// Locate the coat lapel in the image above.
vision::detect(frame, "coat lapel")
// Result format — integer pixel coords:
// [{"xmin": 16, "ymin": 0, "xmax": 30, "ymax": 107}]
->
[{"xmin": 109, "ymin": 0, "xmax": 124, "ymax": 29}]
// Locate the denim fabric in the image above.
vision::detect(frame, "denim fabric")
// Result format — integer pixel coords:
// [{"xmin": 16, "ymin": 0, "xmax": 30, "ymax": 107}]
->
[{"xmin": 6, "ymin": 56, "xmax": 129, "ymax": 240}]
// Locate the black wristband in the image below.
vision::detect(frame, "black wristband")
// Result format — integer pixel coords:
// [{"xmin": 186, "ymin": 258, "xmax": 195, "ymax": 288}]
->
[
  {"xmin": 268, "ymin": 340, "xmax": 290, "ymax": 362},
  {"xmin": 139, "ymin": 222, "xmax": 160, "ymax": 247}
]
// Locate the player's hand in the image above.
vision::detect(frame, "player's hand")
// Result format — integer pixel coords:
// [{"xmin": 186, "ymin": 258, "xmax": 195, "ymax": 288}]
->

═══

> **Task item**:
Reproduce the full listing above, character for character.

> **Solution for this task**:
// Locate the coat lapel in the image above.
vision::detect(frame, "coat lapel")
// Result format — integer pixel coords:
// [{"xmin": 16, "ymin": 0, "xmax": 30, "ymax": 107}]
->
[{"xmin": 109, "ymin": 0, "xmax": 124, "ymax": 29}]
// Locate the denim fabric in the image above.
vision::detect(frame, "denim fabric")
// Result format — integer pixel coords:
// [{"xmin": 16, "ymin": 0, "xmax": 30, "ymax": 107}]
->
[{"xmin": 6, "ymin": 56, "xmax": 129, "ymax": 240}]
// Locate the black wristband in the image below.
vision::detect(frame, "black wristband")
// Result format — integer pixel coords:
// [{"xmin": 186, "ymin": 258, "xmax": 195, "ymax": 288}]
->
[
  {"xmin": 268, "ymin": 340, "xmax": 290, "ymax": 362},
  {"xmin": 139, "ymin": 222, "xmax": 160, "ymax": 247}
]
// Locate the player's hand in the image above.
vision::detect(frame, "player's hand")
// Result format — integer pixel coords:
// [{"xmin": 186, "ymin": 258, "xmax": 195, "ymax": 288}]
->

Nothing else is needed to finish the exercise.